PROMPT: A faithful transcription of all the data is required.

DATA SECTION:
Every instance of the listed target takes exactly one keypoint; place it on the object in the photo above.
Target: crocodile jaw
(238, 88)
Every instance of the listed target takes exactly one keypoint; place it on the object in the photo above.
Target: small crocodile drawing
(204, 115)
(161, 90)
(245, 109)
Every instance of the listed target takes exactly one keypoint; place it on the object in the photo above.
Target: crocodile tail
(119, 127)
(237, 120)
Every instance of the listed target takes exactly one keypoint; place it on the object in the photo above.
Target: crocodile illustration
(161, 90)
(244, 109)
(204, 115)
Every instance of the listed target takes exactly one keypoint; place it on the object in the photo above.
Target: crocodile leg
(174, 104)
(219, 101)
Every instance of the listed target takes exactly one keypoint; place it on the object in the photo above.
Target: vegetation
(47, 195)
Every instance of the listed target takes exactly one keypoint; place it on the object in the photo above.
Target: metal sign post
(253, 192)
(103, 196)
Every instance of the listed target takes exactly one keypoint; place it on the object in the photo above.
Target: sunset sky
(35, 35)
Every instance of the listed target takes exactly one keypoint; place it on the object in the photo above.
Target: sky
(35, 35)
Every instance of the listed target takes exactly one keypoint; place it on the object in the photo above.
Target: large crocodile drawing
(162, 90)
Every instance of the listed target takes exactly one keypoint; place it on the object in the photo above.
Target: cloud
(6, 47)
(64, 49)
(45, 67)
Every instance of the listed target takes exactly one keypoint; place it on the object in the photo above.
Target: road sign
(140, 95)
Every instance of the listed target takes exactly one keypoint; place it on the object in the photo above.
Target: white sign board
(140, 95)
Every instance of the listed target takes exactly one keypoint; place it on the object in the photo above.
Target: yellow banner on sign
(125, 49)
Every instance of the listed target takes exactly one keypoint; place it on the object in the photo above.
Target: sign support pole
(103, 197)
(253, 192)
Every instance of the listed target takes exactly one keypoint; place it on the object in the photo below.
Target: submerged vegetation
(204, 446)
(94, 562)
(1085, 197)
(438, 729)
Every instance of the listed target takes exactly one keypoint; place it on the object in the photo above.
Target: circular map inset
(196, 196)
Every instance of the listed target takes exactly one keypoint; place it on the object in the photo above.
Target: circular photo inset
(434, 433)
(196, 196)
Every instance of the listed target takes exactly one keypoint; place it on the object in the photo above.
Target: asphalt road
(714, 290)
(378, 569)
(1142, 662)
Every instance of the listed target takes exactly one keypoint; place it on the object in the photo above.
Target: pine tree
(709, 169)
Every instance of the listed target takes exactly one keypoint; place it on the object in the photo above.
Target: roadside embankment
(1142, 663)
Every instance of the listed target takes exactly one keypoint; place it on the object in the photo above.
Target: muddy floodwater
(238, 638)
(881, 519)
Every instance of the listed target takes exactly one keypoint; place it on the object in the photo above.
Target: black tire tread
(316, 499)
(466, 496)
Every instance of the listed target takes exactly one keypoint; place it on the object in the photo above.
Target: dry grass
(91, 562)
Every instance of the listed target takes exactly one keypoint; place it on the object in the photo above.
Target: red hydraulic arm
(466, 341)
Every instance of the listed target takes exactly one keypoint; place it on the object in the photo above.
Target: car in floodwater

FINAL RESULT:
Every instance of the listed target takes exactly one keypoint; place it on the object in the photo above.
Target: crocodile jaw
(238, 88)
Every instance of the listed target takes exactly one keypoint; place it on the object in the photo above.
Target: small crocodile drawing
(204, 115)
(161, 90)
(245, 109)
Every instance of the listed target takes exactly one keypoint; place it on the object in the photo above.
Target: crocodile tail
(119, 127)
(237, 120)
Every instance of the listed target takes exactly one keypoint; place it on the object in the photo above.
Target: crocodile illustration
(161, 90)
(244, 109)
(204, 115)
Every instance of the listed target takes exactly one keypoint; place it on the object in the photo above.
Target: crocodile leg
(174, 104)
(219, 101)
Every instance of the listed target takes exactly one keypoint; place it on the object in the photo above.
Target: vegetation
(47, 195)
Every instance of the listed target takes exactly one keypoint; place it on the object in the photo above.
Target: metal sign post
(253, 192)
(103, 196)
Every instance of the listed target takes exactly one keypoint; place it on the object in the photo above.
Target: sunset sky
(35, 35)
Every instance of the listed target takes exactly one keypoint; place it on the object in the photo above.
Target: sky
(35, 35)
Every instance of the listed target takes exactly one keypoint; place it on the object in the photo above.
Target: large crocodile drawing
(162, 90)
Every instance of the listed target takes exactly one keypoint; place it on the object in the photo above.
Target: cloud
(6, 47)
(64, 49)
(45, 67)
Every instance of the listed target takes exactly one keypoint; place it on the object in the photo above.
Target: road sign
(140, 95)
Every instance of the listed target takes exactly one keypoint; place it on the object in the photo above.
Target: white sign board
(140, 95)
Every instance of the listed target takes exactly one keypoint; place it on the object in the photo above.
Target: yellow banner on sign
(125, 49)
Every instance of the listed target takes exactly one keypoint; place it on the object in the photo above.
Target: sign support pole
(103, 197)
(253, 192)
Every instance of the listed target takes exactly one keypoint; place it on the object in the photo below.
Target: submerged vegetation
(204, 446)
(94, 562)
(1085, 197)
(438, 729)
Every instance of the listed target takes exactly one keypoint; place it on the object in the photo above.
Target: circular map inset
(196, 196)
Every instance of the listed target takes exactly one keypoint; place it on the object in the photo above.
Target: circular photo inset
(434, 433)
(196, 196)
Every instance of the listed target takes exactly one keypoint; place it on the object in the photo above.
Target: asphalt road
(714, 290)
(378, 569)
(1142, 662)
Every instance of the listed target takes exactly one keypoint; place it on the object in the photo above.
Target: pine tree
(709, 169)
Every instance of the listed target takes exactly one keypoint; place it on the object in the photo above.
Target: roadside embankment
(1142, 663)
Every instance of the listed target takes exactly one keypoint; place it on the object in the photo above.
Target: muddy floodwater
(238, 638)
(881, 519)
Every instance of the listed target takes exactly one keypoint; place it on the object in the photo above.
Target: black tire tread
(316, 499)
(466, 496)
Every instance of the listed target takes exactly one keypoint; place it on the object in the photo above.
Target: dry grass
(91, 562)
Every instance of the listed target takes exactly one keypoint; place it on the object in the photo above.
Target: red hydraulic arm
(466, 341)
Every instance of the listed target takes exactly one keypoint; place it on the object in the photo above.
Target: car in floodwater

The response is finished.